* **Extrait source**
++++++

D’après le texte original de Sebastian Weier “The five degrees of the securitarian/humanitarian nexus”. Résumé par Antónia Ganeto pour Finkapé dans le cadre du groupe de travail « Migration / Développement » du Cercle des ONGD |
Indéniablement, la notion d’humanitaire est à double tranchant. Elle représente, d’une part, les valeurs humanistes de la dignité et des droits humains, tout en reflétant, d’autre part, les manipulations de langage et de logique visant à justifier une politique de pouvoir brutale.
Si le public n’a globalement aucune difficulté à discerner ces deux aspects en s’opposant à la justification de l’action militaire comme intervention humanitaire (Yougoslavie, Irak, Libye, etc.), les choses sont moins évidentes lorsqu’il s’agit de l’assistance humanitaire et de l’aide au développement. Si celles-ci comprennent des opérations (para)militaires (Casques bleus, Garde-côtes, etc.), elles sont communément perçues comme un engagement vertueux de la société civile (ONG, ASBL, etc.).
A cet égard, dans le domaine des migrations et du développement, nous allons définir les cinq degrés de ce que l’on appelle le « nexus sécuritaire/humanitaire ». Nous verrons que l’action humanitaire n’est pas seulement un outil de relations internationales charitables, mais qu’elle contribue aussi à traiter les territoires et les populations comme des humains à protéger, pour certains, ou à contrôler et rejeter, pour d’autres.
1) L’action anti-humanitaire
L’action anti-humanitaire représente le nexus sécuritaire/humanitaire sous sa forme la plus hostile. En d’autres termes, cette action utilise le dispositif sécuritaire comme machine de mort. Son essence peut se résumer dans le titre de The Guardian du 5 mai 2021 : « Les refoulements illégaux de l’UE ont causé la mort de 2 000 réfugiés ».
Au centre de ce vieux dispositif se trouvent des institutions étatiques militaires et paramilitaires soutenues par des gouvernements : l’OTAN, FRONTEX, les Garde-côtes et des milices privées en sont les plus importantes. Sa logique discursive consiste à nier, dissimuler et procéder à des acrobaties juridiques, surtout lorsqu’il s’agit de délimiter une région frontalière, de définir les règles et responsabilités qui s’y appliquent et de déterminer qui peut être au-dessus de ces règles.
Ainsi, l’action anti-humanitaire n’existe pas seulement à différents degrés pratiques (percuter un navire rempli de migrants ou blesser physiquement les migrants aux passages de frontières), mais également dans la banalité d’un discours et d’une administration diaboliques : fournir les fonds nécessaires ; négocier des contrats pour privatiser ou externaliser la violence sécuritaire ; sous-traiter l’action anti-humanitaire à des entreprises privées et à des pays hors UE tels que la Turquie ou différents pays africains.
Cette action anti-humanitaire administrative (ou structurelle) facilite les exactions, détentions et expulsions de migrants dans des espaces de transition juridiques hybrides, dont la séparation des territoires nationaux et des régimes de droits humains dans lesquels ils se trouvent est rendue possible grâce à des questions de nationalité et de race.

++++++

* **Extraits des lignes**
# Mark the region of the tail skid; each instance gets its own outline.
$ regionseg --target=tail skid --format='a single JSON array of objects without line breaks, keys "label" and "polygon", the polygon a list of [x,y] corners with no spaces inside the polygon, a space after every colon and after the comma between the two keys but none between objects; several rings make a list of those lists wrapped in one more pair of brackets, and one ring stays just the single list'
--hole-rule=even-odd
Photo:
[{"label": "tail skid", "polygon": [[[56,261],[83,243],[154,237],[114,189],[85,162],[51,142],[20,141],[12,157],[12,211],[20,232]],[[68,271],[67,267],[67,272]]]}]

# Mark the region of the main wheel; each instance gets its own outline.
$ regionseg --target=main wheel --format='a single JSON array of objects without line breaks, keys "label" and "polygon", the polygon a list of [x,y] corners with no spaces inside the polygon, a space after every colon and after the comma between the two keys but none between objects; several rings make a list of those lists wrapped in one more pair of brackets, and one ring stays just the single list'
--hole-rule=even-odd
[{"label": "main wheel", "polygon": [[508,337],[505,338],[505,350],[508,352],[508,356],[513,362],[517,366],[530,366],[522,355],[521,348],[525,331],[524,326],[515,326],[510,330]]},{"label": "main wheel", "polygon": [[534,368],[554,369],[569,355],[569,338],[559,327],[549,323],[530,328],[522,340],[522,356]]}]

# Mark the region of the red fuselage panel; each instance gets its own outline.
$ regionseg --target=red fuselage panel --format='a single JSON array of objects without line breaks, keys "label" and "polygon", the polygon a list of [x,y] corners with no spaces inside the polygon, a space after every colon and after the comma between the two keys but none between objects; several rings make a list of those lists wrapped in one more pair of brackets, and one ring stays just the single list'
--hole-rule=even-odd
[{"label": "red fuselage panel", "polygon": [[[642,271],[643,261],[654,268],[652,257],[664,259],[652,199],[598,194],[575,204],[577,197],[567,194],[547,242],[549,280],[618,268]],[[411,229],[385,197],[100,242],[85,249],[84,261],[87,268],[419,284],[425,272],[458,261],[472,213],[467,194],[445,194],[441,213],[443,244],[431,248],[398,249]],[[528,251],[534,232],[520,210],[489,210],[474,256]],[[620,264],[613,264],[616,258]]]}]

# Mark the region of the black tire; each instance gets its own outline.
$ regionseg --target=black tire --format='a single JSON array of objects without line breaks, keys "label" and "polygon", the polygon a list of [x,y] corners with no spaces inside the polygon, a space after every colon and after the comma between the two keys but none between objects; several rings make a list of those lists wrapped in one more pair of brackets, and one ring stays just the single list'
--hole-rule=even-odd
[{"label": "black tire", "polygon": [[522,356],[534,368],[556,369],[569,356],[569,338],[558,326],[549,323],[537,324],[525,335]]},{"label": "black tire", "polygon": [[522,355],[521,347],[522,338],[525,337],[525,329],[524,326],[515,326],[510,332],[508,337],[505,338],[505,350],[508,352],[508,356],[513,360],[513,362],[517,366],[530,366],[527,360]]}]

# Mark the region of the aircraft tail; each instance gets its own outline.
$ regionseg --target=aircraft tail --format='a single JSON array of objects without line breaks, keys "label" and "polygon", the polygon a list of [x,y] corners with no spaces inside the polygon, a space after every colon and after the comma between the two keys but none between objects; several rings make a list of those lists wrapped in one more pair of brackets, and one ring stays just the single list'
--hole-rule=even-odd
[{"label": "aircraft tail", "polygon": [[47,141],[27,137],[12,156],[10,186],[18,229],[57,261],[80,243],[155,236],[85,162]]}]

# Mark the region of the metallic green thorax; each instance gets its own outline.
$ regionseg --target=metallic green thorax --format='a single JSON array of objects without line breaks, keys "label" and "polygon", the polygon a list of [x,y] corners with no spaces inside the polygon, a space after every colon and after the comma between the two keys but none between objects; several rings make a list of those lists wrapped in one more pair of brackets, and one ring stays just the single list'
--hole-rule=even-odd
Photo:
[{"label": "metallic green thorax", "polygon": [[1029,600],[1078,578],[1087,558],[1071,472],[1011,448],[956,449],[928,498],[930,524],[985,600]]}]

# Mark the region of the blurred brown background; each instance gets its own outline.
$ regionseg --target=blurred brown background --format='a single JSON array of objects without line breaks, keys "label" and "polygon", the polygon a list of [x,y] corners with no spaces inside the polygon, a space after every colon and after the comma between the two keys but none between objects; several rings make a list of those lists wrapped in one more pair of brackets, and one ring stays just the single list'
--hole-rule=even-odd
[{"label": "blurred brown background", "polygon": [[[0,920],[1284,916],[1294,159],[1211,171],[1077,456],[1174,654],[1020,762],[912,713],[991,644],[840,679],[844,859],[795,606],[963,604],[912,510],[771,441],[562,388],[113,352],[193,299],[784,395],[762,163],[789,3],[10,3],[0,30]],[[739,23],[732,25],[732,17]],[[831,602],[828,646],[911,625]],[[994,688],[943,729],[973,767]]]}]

++++++

* **Exercice**
Poursuivez le texte sur le nexus sécuritaire/humanitaire à la suite de sa dernière phrase.

* **Production attendue**
La violence de l’action anti-humanitaire nécessite une extension néocoloniale de la frontière qui cherche à soumettre le hors-Europe et ses populations à l’intérêt apparent de l’Europe. Ici, se dévoile un premier exemple du nexus sécuritaire/humanitaire dans lequel ce qu’Achille Mbembe a nommé « nécropolitique » se fait passer pour une aide au développement directe et indirecte.
Au-delà des simples violences policières aux frontières, l’administration publique, la diplomatie et le gouvernement développent donc constamment un ensemble structurel mortel qui redéfinit en permanence les frontières, les territoires et les personnes à protéger ou desquelles se débarrasser.
2) L’obstruction et la criminalisation
Tandis que le premier degré du nexus sécuritaire/humanitaire décrit un ensemble d’actions niant avec succès les droits humains des migrants sur la base des droits sécuritaires affirmés des États et de leurs populations, le second degré représente un premier domaine de lutte entre les pôles sécuritaire et humanitaire.
Un cas exemplaire se trouve en région méditerranéenne avec la criminalisation des missions maritimes de recherche et de sauvetage (Sea-Watch, Ocean Viking, etc.). Soit la fermeture des ports aux bateaux transportant des migrants secourus et la persécution publique de toute forme de solidarité envers les migrants.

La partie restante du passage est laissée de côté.